In order to understand these effects, V-notches ranging from 0.5-4.5mm depths were introduced on single edges of dumbbell and Izod impact samples. These depths were chosen so that the notch root was positioned along the skin through the core regions of the moldings. Skin and core regions were determined through polarized optical microscopy. The fracture characteristics of the samples at various notch depths were monitored, during tensile and impact testing, by various optical devices including a CCD camera.
Material and Sample Preparation
Amorphous grade neat PET (V-PET) pellets (MA2103 LOT 601K; Mw=23000) was obtained from UNITIKA Co. Ltd. while recycled PET (R-PET) flakes were obtained from Yasuda-Sangyo Co. Ltd. V-PET pellets were used as received while R-PET flakes were extruded and pelletized prior to injection molding. The flakes were dried at 120oC for at least 5 hours prior to extrusion by a set of single screw extruder (SR-Ruder Bambi SRV-P70/62 from Nihon Yuki., Ltd. Japan). Barrel temperature was set between 255 - 290oC, and screw rotation speed was 50rpm.

#####

§ **DIRECTIONS FOR THIS TASK**
Please say whether each statement agrees with the PET molding excerpt, answering yes or no and quoting the deciding words: (a) The V-notch depths ranged from 0.5 to 4.5 mm. (b) The R-PET flakes were used as received. (c) The extruder screw turned at 50 rpm. The entries that come next are separate material from the PET molding excerpt.

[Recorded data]
#####

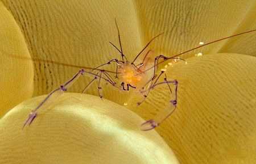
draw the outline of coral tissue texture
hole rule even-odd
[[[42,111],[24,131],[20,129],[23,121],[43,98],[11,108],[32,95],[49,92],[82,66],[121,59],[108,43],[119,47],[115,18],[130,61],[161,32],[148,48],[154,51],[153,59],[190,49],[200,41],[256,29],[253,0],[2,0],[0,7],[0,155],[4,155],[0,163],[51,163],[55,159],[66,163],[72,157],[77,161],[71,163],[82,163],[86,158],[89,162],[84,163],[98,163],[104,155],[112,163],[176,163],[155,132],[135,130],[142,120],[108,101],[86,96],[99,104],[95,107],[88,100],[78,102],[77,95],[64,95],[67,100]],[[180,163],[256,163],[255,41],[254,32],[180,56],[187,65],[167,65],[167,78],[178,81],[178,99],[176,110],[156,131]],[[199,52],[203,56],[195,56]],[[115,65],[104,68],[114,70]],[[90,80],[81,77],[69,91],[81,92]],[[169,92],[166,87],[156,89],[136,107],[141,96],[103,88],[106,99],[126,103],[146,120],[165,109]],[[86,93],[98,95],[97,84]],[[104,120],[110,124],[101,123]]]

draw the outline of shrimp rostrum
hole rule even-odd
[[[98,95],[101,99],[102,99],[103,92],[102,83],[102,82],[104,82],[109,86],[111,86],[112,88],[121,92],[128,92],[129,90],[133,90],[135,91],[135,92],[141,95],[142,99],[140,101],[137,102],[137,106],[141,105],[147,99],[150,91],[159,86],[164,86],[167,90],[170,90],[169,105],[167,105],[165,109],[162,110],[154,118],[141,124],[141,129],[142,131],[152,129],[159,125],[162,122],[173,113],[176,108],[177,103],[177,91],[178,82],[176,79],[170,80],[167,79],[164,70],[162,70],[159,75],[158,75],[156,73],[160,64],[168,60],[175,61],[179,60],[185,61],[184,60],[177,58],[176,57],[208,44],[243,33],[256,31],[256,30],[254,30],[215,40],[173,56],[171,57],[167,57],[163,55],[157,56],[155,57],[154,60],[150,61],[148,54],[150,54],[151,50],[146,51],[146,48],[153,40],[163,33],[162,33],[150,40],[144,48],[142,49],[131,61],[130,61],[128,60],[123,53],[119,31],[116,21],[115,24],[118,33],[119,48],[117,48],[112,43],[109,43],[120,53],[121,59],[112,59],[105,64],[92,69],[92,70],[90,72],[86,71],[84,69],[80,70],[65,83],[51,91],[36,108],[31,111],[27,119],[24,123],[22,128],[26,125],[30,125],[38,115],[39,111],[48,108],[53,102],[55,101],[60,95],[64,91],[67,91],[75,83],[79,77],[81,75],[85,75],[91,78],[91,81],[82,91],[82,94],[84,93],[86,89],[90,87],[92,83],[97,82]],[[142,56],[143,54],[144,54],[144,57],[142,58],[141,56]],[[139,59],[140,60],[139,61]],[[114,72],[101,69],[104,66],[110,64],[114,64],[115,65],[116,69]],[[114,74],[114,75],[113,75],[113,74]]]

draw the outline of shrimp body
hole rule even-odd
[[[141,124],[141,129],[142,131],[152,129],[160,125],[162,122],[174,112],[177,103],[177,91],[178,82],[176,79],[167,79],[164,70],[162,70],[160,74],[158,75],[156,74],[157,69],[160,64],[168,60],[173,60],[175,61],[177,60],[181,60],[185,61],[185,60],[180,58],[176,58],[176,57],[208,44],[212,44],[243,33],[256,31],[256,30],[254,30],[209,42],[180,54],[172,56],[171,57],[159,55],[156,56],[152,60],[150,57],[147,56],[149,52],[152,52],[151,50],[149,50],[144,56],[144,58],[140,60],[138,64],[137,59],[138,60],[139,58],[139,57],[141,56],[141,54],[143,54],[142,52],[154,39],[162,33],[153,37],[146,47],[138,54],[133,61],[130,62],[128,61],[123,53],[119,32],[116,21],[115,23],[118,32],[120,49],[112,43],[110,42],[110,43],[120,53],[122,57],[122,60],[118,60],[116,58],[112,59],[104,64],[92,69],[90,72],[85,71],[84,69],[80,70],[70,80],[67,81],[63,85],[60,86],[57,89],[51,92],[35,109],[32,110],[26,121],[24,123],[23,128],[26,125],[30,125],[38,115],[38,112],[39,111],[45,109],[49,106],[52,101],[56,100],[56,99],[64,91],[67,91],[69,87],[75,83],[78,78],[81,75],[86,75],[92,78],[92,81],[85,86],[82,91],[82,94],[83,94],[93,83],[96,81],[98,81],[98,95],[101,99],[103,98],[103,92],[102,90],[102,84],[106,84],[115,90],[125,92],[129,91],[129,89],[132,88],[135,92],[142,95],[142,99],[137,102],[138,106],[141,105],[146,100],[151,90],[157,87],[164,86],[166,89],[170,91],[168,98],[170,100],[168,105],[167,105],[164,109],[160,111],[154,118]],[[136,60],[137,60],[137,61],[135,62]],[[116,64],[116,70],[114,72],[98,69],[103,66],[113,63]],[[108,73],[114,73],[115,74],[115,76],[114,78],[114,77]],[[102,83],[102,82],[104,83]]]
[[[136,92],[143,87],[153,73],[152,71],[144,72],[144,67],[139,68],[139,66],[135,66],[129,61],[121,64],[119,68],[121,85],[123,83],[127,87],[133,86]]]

#####

§ **REPLY**
(a) Yes: "V-notches ranging from 0.5-4.5mm depths"
(b) No: "V-PET pellets were used as received while R-PET flakes were extruded and pelletized prior to injection molding"
(c) Yes: "screw rotation speed was 50rpm"